DATA PROVIDED:
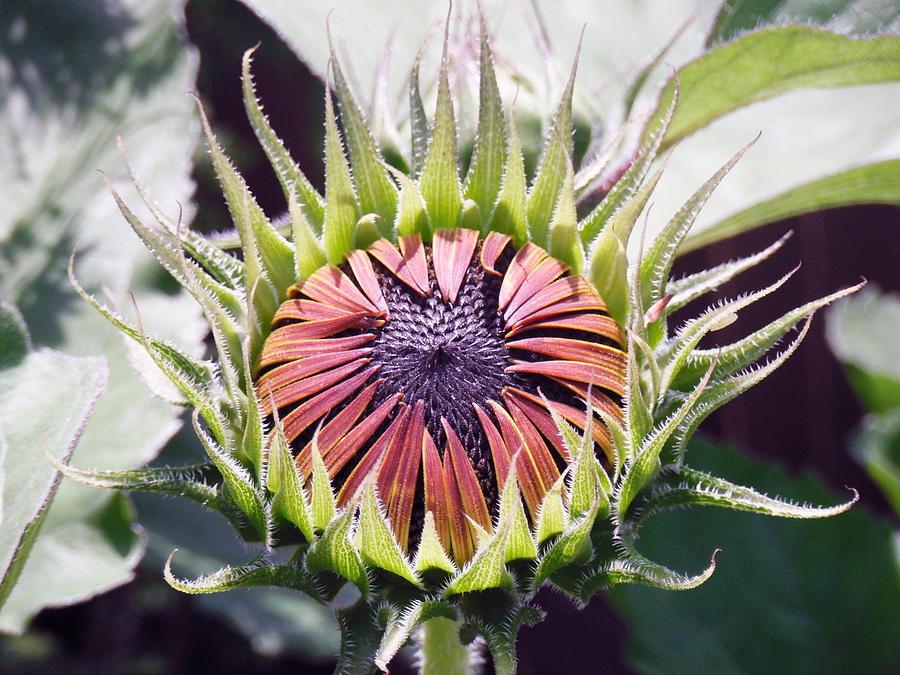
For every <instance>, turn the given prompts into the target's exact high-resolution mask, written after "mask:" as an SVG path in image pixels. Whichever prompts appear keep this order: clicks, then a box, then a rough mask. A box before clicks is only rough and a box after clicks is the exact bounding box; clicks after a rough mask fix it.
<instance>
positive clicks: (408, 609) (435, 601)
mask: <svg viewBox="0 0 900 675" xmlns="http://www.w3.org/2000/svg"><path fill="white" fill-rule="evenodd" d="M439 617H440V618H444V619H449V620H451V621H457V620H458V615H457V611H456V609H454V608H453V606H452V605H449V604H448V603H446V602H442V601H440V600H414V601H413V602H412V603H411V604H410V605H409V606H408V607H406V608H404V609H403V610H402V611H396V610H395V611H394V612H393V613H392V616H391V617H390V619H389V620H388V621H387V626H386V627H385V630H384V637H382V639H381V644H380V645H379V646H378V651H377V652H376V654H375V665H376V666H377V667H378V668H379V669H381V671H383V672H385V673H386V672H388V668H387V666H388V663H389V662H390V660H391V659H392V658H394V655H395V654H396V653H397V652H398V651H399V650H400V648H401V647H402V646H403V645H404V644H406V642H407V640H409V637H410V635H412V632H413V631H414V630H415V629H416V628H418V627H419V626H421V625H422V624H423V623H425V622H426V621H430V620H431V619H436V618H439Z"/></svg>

--

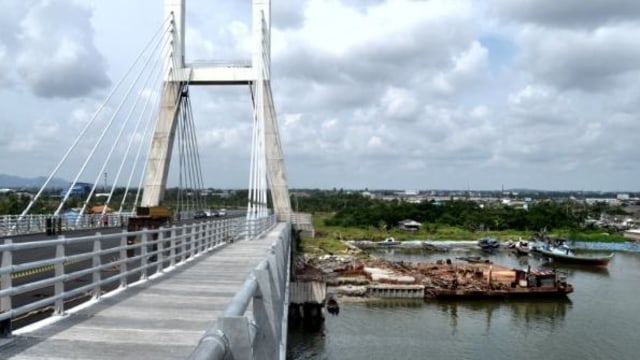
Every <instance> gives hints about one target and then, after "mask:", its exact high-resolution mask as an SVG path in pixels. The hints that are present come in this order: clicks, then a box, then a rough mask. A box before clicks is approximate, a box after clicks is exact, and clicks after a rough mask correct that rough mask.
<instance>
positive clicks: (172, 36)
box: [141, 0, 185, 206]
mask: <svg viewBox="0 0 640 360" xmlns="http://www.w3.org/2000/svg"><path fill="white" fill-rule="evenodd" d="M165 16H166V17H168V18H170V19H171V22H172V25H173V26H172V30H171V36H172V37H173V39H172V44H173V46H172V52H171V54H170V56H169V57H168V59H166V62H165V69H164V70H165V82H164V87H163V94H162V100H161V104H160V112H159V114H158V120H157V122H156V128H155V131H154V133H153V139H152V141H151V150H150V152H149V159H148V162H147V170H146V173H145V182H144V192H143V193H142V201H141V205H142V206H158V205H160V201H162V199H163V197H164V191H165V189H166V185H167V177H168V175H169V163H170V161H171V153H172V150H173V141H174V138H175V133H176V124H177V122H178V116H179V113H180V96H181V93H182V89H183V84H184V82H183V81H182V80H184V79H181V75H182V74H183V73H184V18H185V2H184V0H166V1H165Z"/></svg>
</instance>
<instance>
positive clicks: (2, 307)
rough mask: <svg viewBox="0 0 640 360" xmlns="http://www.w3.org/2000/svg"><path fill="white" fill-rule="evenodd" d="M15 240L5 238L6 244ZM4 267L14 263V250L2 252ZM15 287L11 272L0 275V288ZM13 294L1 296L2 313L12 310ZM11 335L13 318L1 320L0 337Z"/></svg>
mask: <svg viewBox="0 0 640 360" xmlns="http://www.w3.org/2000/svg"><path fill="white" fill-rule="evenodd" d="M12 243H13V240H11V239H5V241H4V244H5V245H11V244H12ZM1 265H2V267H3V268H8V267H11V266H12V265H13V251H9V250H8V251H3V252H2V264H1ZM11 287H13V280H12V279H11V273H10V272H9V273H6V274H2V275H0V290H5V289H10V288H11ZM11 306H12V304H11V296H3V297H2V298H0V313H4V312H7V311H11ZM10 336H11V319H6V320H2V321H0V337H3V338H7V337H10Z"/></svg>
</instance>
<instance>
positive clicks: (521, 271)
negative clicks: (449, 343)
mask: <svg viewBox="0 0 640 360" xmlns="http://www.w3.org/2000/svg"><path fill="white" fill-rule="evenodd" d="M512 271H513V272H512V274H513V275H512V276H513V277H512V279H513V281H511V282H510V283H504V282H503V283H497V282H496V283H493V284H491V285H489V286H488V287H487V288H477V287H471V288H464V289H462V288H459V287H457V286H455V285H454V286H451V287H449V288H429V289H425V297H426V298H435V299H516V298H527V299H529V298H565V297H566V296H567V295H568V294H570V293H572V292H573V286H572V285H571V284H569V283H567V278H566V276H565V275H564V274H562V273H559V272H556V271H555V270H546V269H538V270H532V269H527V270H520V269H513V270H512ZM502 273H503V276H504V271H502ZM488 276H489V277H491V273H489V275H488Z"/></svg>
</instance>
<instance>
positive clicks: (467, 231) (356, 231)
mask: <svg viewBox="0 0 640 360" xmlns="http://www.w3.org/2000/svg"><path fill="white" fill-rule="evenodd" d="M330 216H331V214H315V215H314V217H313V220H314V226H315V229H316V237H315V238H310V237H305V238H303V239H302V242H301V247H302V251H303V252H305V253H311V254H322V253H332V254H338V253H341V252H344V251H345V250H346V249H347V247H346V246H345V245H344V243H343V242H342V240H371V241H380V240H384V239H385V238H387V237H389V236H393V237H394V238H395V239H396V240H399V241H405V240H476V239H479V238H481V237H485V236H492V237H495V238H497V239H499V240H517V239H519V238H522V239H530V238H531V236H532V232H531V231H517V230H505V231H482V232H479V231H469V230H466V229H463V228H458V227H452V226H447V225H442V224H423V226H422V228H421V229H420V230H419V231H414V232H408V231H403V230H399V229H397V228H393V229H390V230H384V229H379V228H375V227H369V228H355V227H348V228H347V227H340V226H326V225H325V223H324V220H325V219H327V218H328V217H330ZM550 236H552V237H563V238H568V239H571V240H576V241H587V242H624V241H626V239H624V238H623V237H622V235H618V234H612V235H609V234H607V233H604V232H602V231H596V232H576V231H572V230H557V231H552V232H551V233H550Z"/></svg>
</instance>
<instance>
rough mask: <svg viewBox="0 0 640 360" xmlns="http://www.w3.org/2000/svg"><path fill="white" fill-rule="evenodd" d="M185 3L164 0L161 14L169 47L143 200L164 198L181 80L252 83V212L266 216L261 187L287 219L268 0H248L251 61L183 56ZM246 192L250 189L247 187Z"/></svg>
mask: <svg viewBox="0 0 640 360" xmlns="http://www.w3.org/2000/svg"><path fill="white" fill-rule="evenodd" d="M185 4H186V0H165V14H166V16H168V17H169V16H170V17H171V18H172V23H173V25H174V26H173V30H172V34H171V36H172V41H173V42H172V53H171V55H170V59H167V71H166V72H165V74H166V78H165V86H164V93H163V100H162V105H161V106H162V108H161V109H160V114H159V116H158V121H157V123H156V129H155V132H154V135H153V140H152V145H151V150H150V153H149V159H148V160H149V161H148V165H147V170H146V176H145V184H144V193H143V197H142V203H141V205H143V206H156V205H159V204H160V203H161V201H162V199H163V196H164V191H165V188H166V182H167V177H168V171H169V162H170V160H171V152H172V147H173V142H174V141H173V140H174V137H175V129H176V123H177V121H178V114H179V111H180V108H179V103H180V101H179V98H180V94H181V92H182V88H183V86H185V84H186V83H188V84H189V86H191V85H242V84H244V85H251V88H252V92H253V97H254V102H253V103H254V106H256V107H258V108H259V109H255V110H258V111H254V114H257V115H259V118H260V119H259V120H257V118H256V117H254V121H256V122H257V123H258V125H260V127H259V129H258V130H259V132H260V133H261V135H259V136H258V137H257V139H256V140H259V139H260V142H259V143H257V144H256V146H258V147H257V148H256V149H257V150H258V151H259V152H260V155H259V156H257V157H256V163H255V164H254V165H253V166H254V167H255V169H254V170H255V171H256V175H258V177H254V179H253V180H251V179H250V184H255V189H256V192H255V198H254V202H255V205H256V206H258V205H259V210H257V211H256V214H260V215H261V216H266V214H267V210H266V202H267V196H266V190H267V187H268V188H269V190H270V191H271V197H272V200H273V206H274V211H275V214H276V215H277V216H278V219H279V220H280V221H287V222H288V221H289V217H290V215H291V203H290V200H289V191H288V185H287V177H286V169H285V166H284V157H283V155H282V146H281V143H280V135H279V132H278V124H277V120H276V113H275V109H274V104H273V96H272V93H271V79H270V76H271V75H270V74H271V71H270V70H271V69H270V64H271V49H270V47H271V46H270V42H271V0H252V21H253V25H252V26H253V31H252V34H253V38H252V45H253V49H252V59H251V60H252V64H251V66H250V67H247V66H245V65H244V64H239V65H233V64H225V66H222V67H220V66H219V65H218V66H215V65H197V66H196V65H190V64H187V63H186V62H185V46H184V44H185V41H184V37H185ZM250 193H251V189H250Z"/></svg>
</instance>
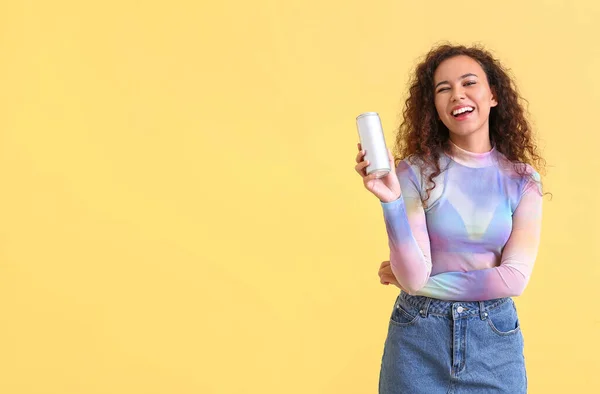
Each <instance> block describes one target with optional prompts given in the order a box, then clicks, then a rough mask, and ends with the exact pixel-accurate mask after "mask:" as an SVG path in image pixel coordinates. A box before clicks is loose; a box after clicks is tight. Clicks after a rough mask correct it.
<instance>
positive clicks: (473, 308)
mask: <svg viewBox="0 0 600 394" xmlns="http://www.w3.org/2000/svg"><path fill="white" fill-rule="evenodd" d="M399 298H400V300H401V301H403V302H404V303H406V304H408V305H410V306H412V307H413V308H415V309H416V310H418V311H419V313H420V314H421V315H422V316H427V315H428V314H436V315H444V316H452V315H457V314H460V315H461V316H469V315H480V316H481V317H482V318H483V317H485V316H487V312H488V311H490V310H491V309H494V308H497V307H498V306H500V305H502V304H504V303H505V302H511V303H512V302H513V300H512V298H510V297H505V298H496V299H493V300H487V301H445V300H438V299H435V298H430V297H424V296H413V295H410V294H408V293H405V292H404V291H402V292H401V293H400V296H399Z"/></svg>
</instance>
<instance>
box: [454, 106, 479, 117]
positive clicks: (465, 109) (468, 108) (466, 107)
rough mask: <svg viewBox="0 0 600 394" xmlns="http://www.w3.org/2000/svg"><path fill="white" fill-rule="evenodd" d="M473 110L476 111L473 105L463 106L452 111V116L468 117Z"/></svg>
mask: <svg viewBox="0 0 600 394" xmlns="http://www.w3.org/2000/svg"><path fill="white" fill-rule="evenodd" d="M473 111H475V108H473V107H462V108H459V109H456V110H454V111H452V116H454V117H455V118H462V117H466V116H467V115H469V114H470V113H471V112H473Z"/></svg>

* * *

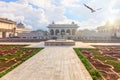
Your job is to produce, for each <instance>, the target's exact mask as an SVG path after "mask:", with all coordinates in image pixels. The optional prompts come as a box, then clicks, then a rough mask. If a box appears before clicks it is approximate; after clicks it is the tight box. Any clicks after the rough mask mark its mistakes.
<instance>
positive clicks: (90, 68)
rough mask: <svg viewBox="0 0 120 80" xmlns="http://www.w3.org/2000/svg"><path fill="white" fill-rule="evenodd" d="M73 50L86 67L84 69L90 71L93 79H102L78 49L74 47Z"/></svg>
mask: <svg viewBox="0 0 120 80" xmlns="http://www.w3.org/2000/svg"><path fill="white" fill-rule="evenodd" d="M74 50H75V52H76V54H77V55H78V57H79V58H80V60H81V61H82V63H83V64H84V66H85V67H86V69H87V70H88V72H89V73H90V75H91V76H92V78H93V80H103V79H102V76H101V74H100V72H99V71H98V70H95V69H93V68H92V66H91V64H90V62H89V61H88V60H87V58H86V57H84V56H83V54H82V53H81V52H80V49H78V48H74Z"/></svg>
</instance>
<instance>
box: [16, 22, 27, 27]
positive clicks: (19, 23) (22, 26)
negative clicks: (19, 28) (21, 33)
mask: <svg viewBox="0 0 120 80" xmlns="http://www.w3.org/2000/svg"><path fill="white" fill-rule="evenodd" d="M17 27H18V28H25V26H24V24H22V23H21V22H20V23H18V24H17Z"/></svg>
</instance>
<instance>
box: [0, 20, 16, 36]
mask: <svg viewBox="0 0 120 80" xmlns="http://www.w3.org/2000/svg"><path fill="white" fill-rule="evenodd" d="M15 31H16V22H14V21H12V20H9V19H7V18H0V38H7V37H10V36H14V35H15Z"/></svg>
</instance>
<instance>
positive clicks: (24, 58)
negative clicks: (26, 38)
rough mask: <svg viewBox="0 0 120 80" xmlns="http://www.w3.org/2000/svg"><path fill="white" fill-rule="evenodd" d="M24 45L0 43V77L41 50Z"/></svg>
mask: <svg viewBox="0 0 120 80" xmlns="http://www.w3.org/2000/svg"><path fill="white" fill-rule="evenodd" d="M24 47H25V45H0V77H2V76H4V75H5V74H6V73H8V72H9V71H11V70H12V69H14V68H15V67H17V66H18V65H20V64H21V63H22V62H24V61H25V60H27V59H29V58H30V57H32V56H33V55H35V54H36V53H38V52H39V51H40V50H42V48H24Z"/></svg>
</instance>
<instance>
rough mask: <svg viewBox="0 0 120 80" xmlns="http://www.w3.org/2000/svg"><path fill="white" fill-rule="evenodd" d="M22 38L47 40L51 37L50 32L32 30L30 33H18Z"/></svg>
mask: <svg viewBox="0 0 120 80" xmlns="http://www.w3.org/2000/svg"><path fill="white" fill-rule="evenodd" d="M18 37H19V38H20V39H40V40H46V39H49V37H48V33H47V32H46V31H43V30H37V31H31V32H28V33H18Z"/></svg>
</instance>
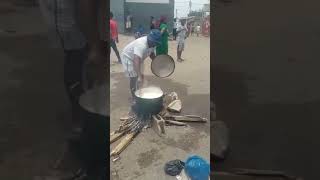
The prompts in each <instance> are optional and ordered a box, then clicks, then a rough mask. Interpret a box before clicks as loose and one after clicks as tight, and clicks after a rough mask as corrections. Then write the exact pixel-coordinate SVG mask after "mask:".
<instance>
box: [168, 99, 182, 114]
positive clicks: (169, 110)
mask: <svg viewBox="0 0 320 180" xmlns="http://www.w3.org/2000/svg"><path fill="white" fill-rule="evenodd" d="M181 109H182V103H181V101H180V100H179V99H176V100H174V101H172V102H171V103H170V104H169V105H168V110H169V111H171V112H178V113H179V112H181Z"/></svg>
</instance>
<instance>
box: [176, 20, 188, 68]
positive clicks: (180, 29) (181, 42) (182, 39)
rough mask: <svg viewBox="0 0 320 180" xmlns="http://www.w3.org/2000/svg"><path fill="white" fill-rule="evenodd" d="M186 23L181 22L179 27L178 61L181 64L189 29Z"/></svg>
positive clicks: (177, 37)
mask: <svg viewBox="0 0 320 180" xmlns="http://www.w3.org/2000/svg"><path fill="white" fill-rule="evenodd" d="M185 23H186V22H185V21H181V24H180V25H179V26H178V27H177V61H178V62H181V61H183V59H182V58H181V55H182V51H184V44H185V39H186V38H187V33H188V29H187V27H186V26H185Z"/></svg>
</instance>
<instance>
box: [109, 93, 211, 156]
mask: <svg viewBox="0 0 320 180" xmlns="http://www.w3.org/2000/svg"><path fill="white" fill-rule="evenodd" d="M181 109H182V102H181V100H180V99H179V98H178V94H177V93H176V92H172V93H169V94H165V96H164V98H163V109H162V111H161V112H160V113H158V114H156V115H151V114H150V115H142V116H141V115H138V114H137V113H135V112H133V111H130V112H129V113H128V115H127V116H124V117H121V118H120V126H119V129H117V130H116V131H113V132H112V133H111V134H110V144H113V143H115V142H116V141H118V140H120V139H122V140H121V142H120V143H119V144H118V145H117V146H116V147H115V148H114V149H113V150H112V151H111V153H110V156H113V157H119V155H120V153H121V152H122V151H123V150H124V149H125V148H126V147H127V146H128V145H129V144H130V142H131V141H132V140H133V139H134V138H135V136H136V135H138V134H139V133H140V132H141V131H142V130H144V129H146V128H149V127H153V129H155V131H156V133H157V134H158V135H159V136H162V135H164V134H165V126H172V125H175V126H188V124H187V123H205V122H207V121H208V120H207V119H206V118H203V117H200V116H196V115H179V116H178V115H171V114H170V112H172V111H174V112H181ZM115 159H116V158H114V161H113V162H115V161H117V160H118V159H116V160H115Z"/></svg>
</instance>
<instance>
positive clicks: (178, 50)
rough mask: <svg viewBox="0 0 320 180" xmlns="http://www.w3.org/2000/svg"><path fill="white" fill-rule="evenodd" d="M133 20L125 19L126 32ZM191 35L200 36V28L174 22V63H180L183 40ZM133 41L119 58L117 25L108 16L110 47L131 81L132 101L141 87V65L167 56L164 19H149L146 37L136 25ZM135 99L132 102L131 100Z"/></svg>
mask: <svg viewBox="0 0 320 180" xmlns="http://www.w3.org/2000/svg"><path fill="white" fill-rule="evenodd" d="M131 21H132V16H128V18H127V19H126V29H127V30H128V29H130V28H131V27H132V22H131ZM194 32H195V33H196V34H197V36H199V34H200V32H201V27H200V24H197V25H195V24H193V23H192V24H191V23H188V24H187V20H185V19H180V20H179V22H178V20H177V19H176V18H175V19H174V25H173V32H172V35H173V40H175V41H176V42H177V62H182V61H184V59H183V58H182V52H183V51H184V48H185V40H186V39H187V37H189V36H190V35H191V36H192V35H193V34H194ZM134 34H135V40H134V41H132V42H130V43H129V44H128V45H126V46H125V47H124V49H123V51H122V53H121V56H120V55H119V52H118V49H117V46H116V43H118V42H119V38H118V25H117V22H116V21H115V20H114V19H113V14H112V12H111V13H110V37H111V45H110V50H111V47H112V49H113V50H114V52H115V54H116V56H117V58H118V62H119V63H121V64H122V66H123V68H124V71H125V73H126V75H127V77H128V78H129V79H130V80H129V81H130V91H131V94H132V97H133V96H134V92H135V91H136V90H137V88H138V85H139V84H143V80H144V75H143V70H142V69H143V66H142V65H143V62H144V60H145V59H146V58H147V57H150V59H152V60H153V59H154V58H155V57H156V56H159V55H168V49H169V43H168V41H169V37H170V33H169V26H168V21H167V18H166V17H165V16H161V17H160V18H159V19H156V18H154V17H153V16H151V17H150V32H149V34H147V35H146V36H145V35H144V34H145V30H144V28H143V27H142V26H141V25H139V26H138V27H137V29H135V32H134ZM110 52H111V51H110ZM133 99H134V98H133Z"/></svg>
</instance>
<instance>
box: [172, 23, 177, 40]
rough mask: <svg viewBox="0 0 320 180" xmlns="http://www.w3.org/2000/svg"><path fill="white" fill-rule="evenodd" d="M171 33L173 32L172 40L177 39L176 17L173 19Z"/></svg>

TASK ITEM:
Only the number of lines in the data that hold "resolution" should be stated.

EXERCISE OUTPUT:
2